Passage to read:
——

This document is no longer maintained.
A Complete Tutorial
This tutorial is a step-by-step guide on how to create an online handwriting recognition application using a pre-trained MNIST model.
For all these pre-trained models, please go on reading. We hope they could help you create innovative applications.
- 1. word2vec
- 2. Image Classification
- 3. Sentiment Classification
- 4. Machine Translation
- 5. Recognize Digits
- 6. Object Detection
1. word2vec
The PaddlePaddle program that trains the model is from Chapter 4 of the PaddlePaddle book.
For a pre-trained model, please download the following files:
We use the Peen Treebank (PTB) (Tomas Mikolov’s pre-processed version) dataset. There are 2073 words in the dictionary.
The learned embedding table is part of the parameters, represents each of the 2073 words by a vector of 32 float values.
Given the learned embedding table, we can compute cosine similarity of two words:
from scipy import spatial
import numpy
def load_dict_and_embedding():
word_dict = dict()
with open("word_dict", "r") as f:
for line in f:
key, value = line.strip().split(" ")
word_dict[key] = int(value)
embeddings = numpy.loadtxt("embedding_table", delimiter=",")
return word_dict, embeddings
# load word dict and embedding table
word_dict, embedding_table = load_dict_and_embedding()
print(spatial.distance.cosine(embedding_table[word_dict['car']], embedding_table[word_dict['world']]))
print(spatial.distance.cosine(embedding_table[word_dict['say']], embedding_table[word_dict['talking']]))

——

Exercise instructions:
1 > Answer these questions about the tutorial:
(a) Which chapter of the PaddlePaddle book supplies the program that trains the word2vec model?
(b) How many words does the dictionary contain?
(c) How many float values make up each word's vector in the embedding table?
2 > Put the lines of the entries into a JSON list of strings, one string per line and no blank lines. Begin at the line that contains "green lawn, the" and continue through the end of the entries.
The entries that follow the tutorial are unrelated to it.

——

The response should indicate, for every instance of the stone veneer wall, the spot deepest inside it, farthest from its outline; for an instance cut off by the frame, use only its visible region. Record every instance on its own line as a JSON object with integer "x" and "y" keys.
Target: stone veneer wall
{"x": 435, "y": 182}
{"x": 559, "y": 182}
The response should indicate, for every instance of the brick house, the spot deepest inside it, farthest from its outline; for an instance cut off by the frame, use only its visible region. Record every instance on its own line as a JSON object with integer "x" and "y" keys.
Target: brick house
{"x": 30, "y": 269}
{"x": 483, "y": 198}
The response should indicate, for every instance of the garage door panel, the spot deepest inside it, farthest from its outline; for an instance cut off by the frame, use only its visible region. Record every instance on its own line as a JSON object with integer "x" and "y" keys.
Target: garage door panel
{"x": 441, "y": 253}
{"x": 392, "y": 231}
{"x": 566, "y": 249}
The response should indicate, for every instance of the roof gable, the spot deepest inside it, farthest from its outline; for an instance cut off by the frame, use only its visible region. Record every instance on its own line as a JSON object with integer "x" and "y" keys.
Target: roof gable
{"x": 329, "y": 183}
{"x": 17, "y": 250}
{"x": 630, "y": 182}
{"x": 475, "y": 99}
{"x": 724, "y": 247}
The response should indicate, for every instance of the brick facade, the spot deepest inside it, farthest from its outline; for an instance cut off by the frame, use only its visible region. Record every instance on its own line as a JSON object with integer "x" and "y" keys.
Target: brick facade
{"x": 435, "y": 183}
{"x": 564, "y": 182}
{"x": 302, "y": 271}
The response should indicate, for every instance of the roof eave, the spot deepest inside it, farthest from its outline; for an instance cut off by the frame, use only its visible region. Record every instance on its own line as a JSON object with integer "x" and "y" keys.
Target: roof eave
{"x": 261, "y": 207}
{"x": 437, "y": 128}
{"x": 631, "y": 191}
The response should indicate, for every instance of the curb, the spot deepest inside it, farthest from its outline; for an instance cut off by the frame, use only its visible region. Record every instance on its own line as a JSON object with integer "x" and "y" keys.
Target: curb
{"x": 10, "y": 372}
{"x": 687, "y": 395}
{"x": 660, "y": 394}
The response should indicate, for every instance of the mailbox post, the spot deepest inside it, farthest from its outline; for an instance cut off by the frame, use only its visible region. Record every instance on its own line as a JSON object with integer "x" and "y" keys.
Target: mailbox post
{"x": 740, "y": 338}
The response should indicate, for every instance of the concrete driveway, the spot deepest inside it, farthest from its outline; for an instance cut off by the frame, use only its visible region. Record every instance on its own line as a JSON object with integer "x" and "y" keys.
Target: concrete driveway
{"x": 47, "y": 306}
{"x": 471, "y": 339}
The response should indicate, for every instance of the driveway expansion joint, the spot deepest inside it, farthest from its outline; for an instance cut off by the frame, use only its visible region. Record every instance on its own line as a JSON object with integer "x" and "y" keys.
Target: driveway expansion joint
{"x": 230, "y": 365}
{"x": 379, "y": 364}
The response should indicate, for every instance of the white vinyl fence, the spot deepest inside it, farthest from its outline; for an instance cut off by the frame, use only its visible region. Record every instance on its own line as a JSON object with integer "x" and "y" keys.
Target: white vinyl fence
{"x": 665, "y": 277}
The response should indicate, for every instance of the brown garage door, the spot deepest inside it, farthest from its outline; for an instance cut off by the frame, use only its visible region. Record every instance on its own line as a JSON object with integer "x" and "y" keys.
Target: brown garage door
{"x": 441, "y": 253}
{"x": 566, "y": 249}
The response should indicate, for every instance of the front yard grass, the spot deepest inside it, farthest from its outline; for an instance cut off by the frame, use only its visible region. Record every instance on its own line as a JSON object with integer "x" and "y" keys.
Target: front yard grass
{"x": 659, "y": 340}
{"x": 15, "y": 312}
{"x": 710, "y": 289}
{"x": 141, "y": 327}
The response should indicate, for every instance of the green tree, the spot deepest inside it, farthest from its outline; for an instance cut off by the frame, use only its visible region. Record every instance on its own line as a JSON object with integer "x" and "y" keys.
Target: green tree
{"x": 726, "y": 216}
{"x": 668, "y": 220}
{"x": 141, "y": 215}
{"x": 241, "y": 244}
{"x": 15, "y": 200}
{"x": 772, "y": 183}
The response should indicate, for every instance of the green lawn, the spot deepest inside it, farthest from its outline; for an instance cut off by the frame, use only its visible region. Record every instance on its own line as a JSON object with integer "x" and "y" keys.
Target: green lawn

——

Solution list:
1 >
(a) Chapter 4
(b) 2073
(c) 32

2 >
[
  "The response should indicate, for every instance of the green lawn, the spot deepest inside it, farthest from its outline; for an instance cut off by the frame, use only its visible region. Record every instance on its own line as a JSON object with integer \"x\" and \"y\" keys.",
  "Target: green lawn"
]